**Exercise**. The records that follow must be repeated verbatim, every one of them.

── Supplied data

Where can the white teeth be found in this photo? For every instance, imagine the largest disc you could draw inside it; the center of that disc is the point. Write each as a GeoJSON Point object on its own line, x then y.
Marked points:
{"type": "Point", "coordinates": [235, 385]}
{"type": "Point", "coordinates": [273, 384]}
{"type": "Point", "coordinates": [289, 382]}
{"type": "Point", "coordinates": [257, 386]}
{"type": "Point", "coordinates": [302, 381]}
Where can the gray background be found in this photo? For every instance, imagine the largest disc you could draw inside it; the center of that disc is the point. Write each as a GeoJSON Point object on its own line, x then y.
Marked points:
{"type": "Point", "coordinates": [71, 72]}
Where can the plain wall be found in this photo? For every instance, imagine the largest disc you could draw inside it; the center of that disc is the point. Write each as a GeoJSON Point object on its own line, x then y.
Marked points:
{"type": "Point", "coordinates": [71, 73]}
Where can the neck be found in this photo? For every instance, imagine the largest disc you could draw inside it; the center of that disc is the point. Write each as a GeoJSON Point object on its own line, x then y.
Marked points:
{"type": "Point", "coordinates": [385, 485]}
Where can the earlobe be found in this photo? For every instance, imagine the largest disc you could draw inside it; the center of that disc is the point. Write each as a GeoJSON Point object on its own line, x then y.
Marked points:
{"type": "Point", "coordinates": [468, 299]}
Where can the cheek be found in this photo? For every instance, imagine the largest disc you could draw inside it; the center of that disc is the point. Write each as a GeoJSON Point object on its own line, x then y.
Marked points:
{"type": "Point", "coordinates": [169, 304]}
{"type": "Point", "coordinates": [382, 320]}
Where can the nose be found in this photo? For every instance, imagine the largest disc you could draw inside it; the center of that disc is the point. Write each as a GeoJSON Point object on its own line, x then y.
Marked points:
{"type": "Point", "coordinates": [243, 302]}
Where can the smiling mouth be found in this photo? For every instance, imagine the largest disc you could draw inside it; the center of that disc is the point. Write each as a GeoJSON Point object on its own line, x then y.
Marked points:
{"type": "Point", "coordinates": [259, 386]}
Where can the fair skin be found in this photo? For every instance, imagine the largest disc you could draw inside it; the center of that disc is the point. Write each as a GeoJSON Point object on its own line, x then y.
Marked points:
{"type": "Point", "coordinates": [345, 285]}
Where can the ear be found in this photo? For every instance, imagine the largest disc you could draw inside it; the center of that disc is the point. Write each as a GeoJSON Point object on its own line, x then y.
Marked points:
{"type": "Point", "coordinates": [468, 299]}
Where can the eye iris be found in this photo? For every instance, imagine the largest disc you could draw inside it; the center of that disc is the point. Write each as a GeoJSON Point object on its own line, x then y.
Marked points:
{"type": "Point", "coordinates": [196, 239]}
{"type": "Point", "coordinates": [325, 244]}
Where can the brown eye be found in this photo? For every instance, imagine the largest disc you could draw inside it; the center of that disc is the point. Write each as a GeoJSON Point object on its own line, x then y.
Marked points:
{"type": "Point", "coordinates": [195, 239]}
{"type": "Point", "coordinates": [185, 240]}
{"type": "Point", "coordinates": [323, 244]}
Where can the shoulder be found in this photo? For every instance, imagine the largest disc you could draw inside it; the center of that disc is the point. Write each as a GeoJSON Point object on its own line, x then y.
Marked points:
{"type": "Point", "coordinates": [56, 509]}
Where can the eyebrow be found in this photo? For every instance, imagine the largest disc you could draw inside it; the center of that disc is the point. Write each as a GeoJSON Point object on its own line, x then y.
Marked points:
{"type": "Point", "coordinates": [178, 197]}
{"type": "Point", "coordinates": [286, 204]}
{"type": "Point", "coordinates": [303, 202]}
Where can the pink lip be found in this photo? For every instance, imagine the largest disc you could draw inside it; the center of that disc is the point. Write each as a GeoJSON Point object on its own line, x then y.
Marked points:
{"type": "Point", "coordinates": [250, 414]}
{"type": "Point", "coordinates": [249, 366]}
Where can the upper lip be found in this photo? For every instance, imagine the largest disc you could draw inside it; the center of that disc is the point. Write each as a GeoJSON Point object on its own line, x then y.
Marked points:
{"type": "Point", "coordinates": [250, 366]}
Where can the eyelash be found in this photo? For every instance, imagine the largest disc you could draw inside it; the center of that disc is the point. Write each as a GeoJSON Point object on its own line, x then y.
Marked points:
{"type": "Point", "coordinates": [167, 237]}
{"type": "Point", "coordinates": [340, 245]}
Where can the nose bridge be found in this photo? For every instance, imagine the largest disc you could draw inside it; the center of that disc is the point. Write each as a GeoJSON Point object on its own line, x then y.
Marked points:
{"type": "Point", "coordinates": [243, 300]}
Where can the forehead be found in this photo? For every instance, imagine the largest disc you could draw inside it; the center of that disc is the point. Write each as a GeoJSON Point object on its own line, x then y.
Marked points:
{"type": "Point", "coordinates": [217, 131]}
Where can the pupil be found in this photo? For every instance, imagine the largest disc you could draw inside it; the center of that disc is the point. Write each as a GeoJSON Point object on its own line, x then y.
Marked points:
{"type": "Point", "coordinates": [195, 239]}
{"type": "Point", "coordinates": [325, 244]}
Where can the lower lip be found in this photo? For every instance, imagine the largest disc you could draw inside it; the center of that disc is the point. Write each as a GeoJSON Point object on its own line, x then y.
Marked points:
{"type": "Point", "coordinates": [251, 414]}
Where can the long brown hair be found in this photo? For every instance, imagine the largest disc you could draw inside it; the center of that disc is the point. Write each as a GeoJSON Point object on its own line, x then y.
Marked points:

────

**Exercise solution**.
Where can the white teeth be found in this photo? For every instance, imagine the largest disc you could draw inside it; the center of that disc is the point. Write each as a GeoJSON Point object on its own line, x then y.
Marked points:
{"type": "Point", "coordinates": [235, 385]}
{"type": "Point", "coordinates": [273, 384]}
{"type": "Point", "coordinates": [289, 382]}
{"type": "Point", "coordinates": [257, 386]}
{"type": "Point", "coordinates": [302, 381]}
Where can the gray background be found in this photo? For every instance, imagine the largest disc you could draw inside it; the center of that disc is the point. Write each as a GeoJSON Point object on its own line, x then y.
Marked points:
{"type": "Point", "coordinates": [71, 72]}
Where can the plain wall be found in this photo? For every instance, imagine the largest disc you could draw inside it; the center of that disc is the point. Write each as a GeoJSON Point object on its own line, x then y.
Marked points:
{"type": "Point", "coordinates": [71, 73]}
Where can the neck be found in this photo? For every instance, imagine the largest disc you could draw inside it; the center of that disc is the point. Write each as a GeoJSON Point object on its own line, x then y.
Marked points:
{"type": "Point", "coordinates": [385, 485]}
Where can the earlobe be found in this photo? For every instance, imagine the largest disc you could draw inside it; the center of that disc is the point. Write each as a GeoJSON Point object on its own line, x then y.
Marked points:
{"type": "Point", "coordinates": [468, 299]}
Where can the cheek be found in this photo? For every instance, imagine the largest disc you could draw inside it; the center of that disc is the point. Write each as a GeoJSON Point object on its own line, x then y.
Marked points:
{"type": "Point", "coordinates": [169, 304]}
{"type": "Point", "coordinates": [382, 320]}
Where can the nose be found in this photo? For every instance, imagine the largest disc you could draw inside it; the center of that disc is the point. Write each as a GeoJSON Point object on its own line, x then y.
Marked points:
{"type": "Point", "coordinates": [243, 302]}
Where can the smiling mouth be found in this photo? For every instance, imagine the largest disc you could draw inside it; the center of that disc is the point. Write each as a GeoJSON Point object on its own line, x then y.
Marked points:
{"type": "Point", "coordinates": [259, 386]}
Where can the fair skin be found in this photo? For every instance, imagine the largest disc you could draw inside it; the center of that disc is the point. Write each as a GeoJSON Point object on its own line, x then y.
Marked points:
{"type": "Point", "coordinates": [345, 285]}
Where can the ear be found in this photo? For every instance, imagine the largest disc you could draw inside it; the center of that disc is the point. Write each as a GeoJSON Point object on its own line, x then y.
Marked points:
{"type": "Point", "coordinates": [468, 299]}
Where can the eye iris be found in this photo? For every instance, imagine the largest disc you could draw inside it; the center of that disc is the point. Write each as a GeoJSON Point object on its own line, x then y.
Marked points:
{"type": "Point", "coordinates": [196, 239]}
{"type": "Point", "coordinates": [325, 244]}
Where can the brown eye be found in this photo? For every instance, imagine the largest disc you could draw inside it; the center of that disc is the point. Write each as a GeoJSON Point object on its own line, x then y.
Marked points:
{"type": "Point", "coordinates": [195, 239]}
{"type": "Point", "coordinates": [185, 240]}
{"type": "Point", "coordinates": [323, 244]}
Where can the shoulder be found in this photo? For every instance, imagine the largest disc you could draw inside it; the center of that disc is the point. Write each as a GeoJSON Point object on its own line, x then y.
Marked points:
{"type": "Point", "coordinates": [56, 509]}
Where can the eyebrow be found in this photo? For every instance, imagine the largest disc you could draw inside it; the center of that disc is the point. Write each as a GeoJSON Point object on its own line, x then y.
Marked points:
{"type": "Point", "coordinates": [178, 197]}
{"type": "Point", "coordinates": [286, 204]}
{"type": "Point", "coordinates": [303, 202]}
Where can the pink lip be found in this photo? For every instance, imagine the largest disc you could draw inside it; the center of that disc is the point. Write each as a GeoJSON Point object on its own line, x then y.
Marked points:
{"type": "Point", "coordinates": [250, 414]}
{"type": "Point", "coordinates": [249, 366]}
Where can the upper lip be found in this photo? For every instance, imagine the largest disc you could draw inside it; the center of that disc is the point. Write each as a GeoJSON Point object on its own line, x then y.
Marked points:
{"type": "Point", "coordinates": [250, 366]}
Where can the eyelash be found in this photo? For every instance, imagine the largest disc you could draw inside it; the center of that disc is the point. Write each as a GeoJSON Point object on its own line, x then y.
Marked points:
{"type": "Point", "coordinates": [167, 237]}
{"type": "Point", "coordinates": [340, 245]}
Where can the nose bridge be found in this photo? For every instance, imagine the largest disc you could draw inside it; the center of that disc is the point. Write each as a GeoJSON Point object on its own line, x then y.
Marked points:
{"type": "Point", "coordinates": [243, 300]}
Where can the forehead be found in this photo? For every instance, imagine the largest disc you could draw inside it; the center of that disc is the point. Write each as a GeoJSON Point object on its own line, x then y.
Marked points:
{"type": "Point", "coordinates": [217, 131]}
Where can the pupil be found in this photo? For every instance, imagine the largest disc you could draw inside it; the center of that disc is the point. Write each as a GeoJSON Point object on its own line, x then y.
Marked points:
{"type": "Point", "coordinates": [195, 239]}
{"type": "Point", "coordinates": [325, 244]}
Where can the lower lip be found in this photo? For every instance, imagine the largest disc you could draw inside it; the center of that disc is the point. Write each as a GeoJSON Point object on its own line, x then y.
Marked points:
{"type": "Point", "coordinates": [251, 414]}
Where can the long brown hair be found in this photo? For every instance, imagine the largest disc you could draw inside it; the center of that disc is the point. Write each as a GeoJSON Point object on its own line, x then y.
Marked points:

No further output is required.